Write out each of the entries below word for word, leaving the pictures out.
^^^^
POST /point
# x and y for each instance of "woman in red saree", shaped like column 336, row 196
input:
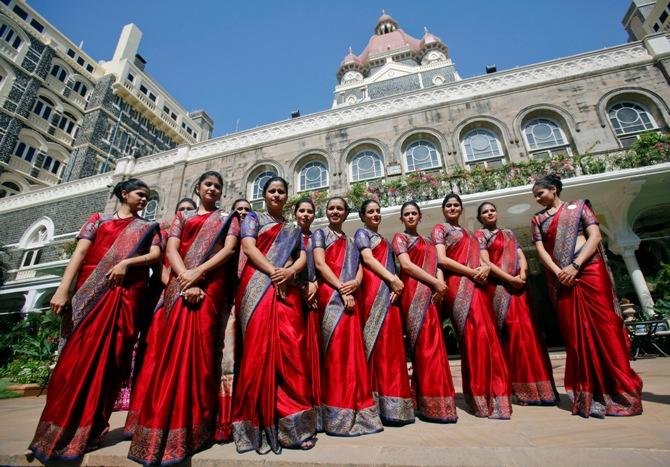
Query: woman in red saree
column 346, row 391
column 598, row 376
column 432, row 386
column 229, row 342
column 159, row 279
column 486, row 383
column 111, row 265
column 273, row 406
column 525, row 353
column 382, row 331
column 174, row 404
column 304, row 214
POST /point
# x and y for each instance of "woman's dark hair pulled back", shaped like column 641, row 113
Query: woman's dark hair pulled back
column 481, row 207
column 410, row 203
column 304, row 200
column 550, row 180
column 271, row 180
column 209, row 173
column 364, row 206
column 128, row 185
column 185, row 200
column 450, row 196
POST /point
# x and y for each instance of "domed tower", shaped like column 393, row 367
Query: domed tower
column 393, row 62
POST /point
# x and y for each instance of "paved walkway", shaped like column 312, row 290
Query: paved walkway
column 546, row 436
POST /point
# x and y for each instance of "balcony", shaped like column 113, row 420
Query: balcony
column 38, row 122
column 8, row 50
column 420, row 186
column 55, row 84
column 64, row 137
column 21, row 165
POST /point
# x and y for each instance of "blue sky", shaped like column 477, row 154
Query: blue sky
column 254, row 62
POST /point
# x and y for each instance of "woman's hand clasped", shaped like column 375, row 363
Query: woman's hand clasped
column 568, row 275
column 189, row 278
column 193, row 295
column 59, row 301
column 117, row 274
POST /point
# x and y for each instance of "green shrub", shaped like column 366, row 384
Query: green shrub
column 27, row 370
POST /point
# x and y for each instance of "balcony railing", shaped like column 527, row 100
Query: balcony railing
column 422, row 186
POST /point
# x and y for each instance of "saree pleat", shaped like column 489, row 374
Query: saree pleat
column 486, row 385
column 348, row 406
column 272, row 407
column 385, row 345
column 525, row 353
column 598, row 376
column 313, row 336
column 86, row 380
column 432, row 385
column 173, row 406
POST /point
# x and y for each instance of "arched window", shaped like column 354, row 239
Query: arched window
column 67, row 123
column 482, row 146
column 545, row 138
column 80, row 88
column 51, row 164
column 25, row 151
column 258, row 184
column 33, row 246
column 9, row 189
column 10, row 36
column 313, row 175
column 43, row 107
column 628, row 117
column 366, row 165
column 58, row 72
column 422, row 155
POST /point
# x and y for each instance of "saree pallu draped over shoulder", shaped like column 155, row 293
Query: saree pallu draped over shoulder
column 272, row 407
column 598, row 376
column 100, row 333
column 432, row 385
column 348, row 407
column 486, row 383
column 525, row 353
column 313, row 330
column 383, row 336
column 174, row 403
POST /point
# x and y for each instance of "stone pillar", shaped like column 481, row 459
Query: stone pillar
column 639, row 282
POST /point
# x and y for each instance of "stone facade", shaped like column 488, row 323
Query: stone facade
column 71, row 139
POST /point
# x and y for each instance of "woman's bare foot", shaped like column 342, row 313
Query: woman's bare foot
column 309, row 443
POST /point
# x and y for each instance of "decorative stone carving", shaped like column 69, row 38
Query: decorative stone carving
column 432, row 57
column 352, row 77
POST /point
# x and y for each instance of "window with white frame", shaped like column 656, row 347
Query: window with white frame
column 481, row 146
column 629, row 117
column 366, row 165
column 313, row 175
column 43, row 107
column 33, row 247
column 58, row 72
column 545, row 138
column 25, row 151
column 67, row 123
column 80, row 88
column 9, row 189
column 10, row 36
column 258, row 184
column 422, row 155
column 51, row 164
column 150, row 211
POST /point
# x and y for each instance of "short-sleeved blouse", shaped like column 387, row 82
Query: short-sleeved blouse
column 541, row 222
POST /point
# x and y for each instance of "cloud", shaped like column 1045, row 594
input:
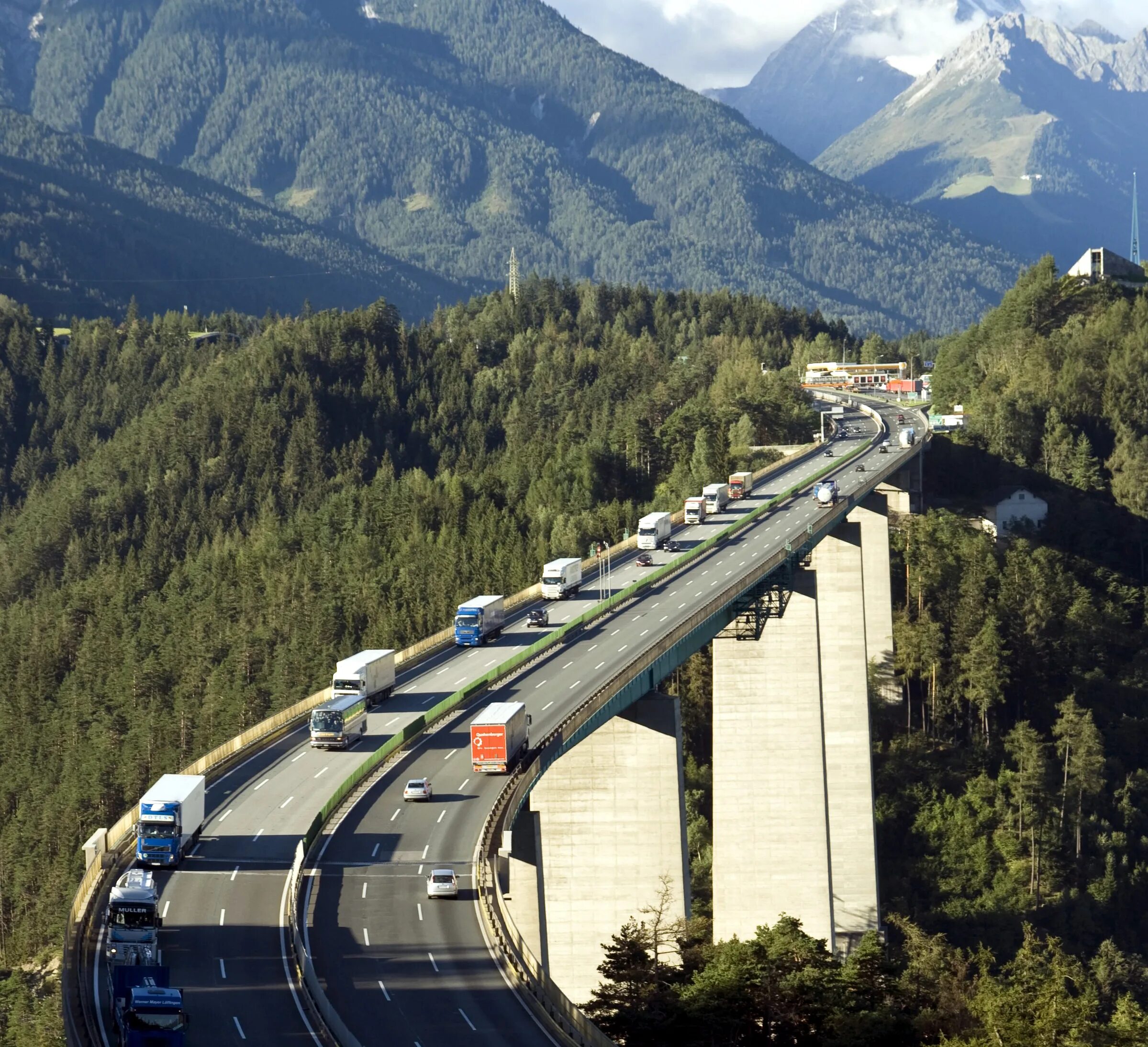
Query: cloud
^^^^
Response below —
POST /point
# x and y for each instance of "woman in red saree", shaped like column 336, row 196
input:
Query: woman in red saree
column 346, row 391
column 598, row 376
column 432, row 386
column 229, row 342
column 159, row 279
column 486, row 383
column 111, row 265
column 273, row 406
column 525, row 353
column 382, row 331
column 174, row 404
column 304, row 214
POST /point
# x and y for each instance of "woman's dark hair pulled back", shaped like column 641, row 113
Query: woman's dark hair pulled back
column 481, row 207
column 410, row 203
column 304, row 200
column 550, row 180
column 271, row 180
column 209, row 173
column 364, row 206
column 128, row 185
column 185, row 200
column 450, row 196
POST /point
# x and y for each instance of "domed tower", shaped like column 393, row 367
Query: domed tower
column 393, row 62
POST /point
# x and y for each instance of "paved walkway", shaped like column 312, row 290
Query: paved walkway
column 546, row 436
POST /point
# x and y for each instance of "balcony", shaped like column 113, row 420
Query: balcony
column 38, row 122
column 8, row 50
column 420, row 186
column 55, row 84
column 64, row 137
column 21, row 165
POST /point
# x and y for each instance of "blue sky", shaped like column 477, row 154
Query: blue sky
column 254, row 62
POST /point
# x and y for each instance of "woman's hand clasped", shaped like column 375, row 363
Query: woman's hand clasped
column 568, row 275
column 189, row 278
column 193, row 295
column 59, row 301
column 117, row 274
POST /point
# x and y for each instance of "green shrub", shaped like column 366, row 384
Query: green shrub
column 27, row 370
POST /point
# x and y for each instance of "balcony railing", shaped like column 527, row 100
Query: balcony railing
column 422, row 186
POST /point
# x and y for each instance of "saree pleat", shaped like column 489, row 374
Query: saree pleat
column 486, row 385
column 348, row 406
column 272, row 407
column 385, row 345
column 525, row 353
column 598, row 376
column 313, row 336
column 86, row 380
column 432, row 385
column 173, row 406
POST /point
# x and y for each instance of "arched window", shaped like column 354, row 239
Query: arched window
column 67, row 123
column 482, row 146
column 545, row 138
column 80, row 88
column 51, row 164
column 25, row 151
column 258, row 184
column 33, row 246
column 9, row 189
column 10, row 36
column 313, row 175
column 43, row 107
column 628, row 117
column 366, row 165
column 58, row 72
column 422, row 155
POST /point
# x and y for each instance of "saree pallu draped over shoulder", shaped like column 155, row 293
Query: saree pallu draped over shoulder
column 272, row 407
column 598, row 376
column 100, row 333
column 432, row 385
column 348, row 407
column 486, row 383
column 525, row 353
column 313, row 330
column 383, row 336
column 174, row 403
POST /point
# x and y for each instance of "stone pillar", shaped like column 481, row 459
Query: stone pillar
column 639, row 282
POST /point
# x and y for each instance of "stone facade", shaped like column 488, row 323
Query: stone facade
column 71, row 139
POST /point
# x and y for each instance of "woman's bare foot", shaped like column 342, row 313
Query: woman's bare foot
column 309, row 443
POST /point
# x and y for each instance of "decorative stone carving", shaped like column 69, row 38
Query: decorative stone carving
column 432, row 57
column 352, row 77
POST /point
# x and y for each instance of "window with white frame", shaped like column 656, row 347
Query: window with white frame
column 481, row 146
column 629, row 117
column 366, row 165
column 313, row 175
column 43, row 107
column 33, row 247
column 58, row 72
column 545, row 138
column 25, row 151
column 67, row 123
column 80, row 88
column 9, row 189
column 10, row 36
column 258, row 184
column 422, row 155
column 51, row 164
column 150, row 211
POST /point
# x and y for each instance of "short-sleeved blouse", shaped like column 387, row 82
Query: short-sleeved blouse
column 541, row 222
POST /point
# x and y for each instance of "cloud", shaped like column 1045, row 594
input:
Query: cloud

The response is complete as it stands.